GIVEN TASK A:
Reproduce word for word the part of the comment about the "Another World" ad that opens with the words containing "I think the" and closes with "reclaiming his territory.".
** Start of TEXT SHOWN **
Lemay seems to have interpreted (or assumed the fans would interpret) the promo as crediting her as the writer of the show and not specifically the novelizations. It's confusing because they both have the same title. I'd be curious to see the actual ad to judge how misleading it actually was. 

In his telling:

"A publishing friend sent me a newspaper advertisement for a large luncheon discussion featuring stars of “Another World.” Among the names and photographs displayed in the ad was that of an unknown writer credited as author of the serial."

I think the likelihood is it credited her as the author of Another World (meaning the novelizations) and Lemay read it as Another World meaning the show. What I meant though was if the ad was actually more actively misleading ("Kate Lowe Kerrigan, writer of the TV serial Another World") then he would certainly have been justified reclaiming his territory.
** End of TEXT SHOWN **
GIVEN TASK B:
Gather every line of the records below that contains the string "tree", treating case as significant.
** Start of DATA SECTION **
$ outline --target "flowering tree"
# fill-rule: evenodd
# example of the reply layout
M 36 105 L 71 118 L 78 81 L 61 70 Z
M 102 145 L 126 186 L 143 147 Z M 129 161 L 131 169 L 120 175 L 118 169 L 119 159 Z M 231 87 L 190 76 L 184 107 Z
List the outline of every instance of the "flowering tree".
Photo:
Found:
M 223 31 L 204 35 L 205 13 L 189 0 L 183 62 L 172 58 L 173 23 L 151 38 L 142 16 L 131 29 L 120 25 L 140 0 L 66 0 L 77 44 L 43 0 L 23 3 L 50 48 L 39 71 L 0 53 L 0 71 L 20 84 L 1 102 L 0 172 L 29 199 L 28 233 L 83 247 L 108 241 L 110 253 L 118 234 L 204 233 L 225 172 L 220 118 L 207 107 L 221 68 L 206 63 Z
** End of DATA SECTION **
** Start of DATA SECTION **
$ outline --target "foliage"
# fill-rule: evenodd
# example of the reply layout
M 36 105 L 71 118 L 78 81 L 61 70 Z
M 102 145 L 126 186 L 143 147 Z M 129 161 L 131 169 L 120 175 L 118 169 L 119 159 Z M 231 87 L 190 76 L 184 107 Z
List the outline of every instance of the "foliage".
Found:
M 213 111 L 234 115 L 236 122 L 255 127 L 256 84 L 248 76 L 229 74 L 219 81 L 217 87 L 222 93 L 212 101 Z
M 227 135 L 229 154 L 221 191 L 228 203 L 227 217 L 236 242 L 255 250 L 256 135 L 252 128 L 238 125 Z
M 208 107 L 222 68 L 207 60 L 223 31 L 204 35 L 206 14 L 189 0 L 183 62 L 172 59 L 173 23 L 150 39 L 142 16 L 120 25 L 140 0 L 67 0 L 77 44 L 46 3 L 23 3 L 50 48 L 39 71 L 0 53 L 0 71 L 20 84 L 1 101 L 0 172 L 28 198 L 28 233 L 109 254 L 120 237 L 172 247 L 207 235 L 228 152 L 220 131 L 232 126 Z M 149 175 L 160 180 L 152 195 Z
** End of DATA SECTION **
COMPLETE ANSWER A:
I think the likelihood is it credited her as the author of Another World (meaning the novelizations) and Lemay read it as Another World meaning the show. What I meant though was if the ad was actually more actively misleading ("Kate Lowe Kerrigan, writer of the TV serial Another World") then he would certainly have been justified reclaiming his territory.

COMPLETE ANSWER B:
$ outline --target "flowering tree"
List the outline of every instance of the "flowering tree".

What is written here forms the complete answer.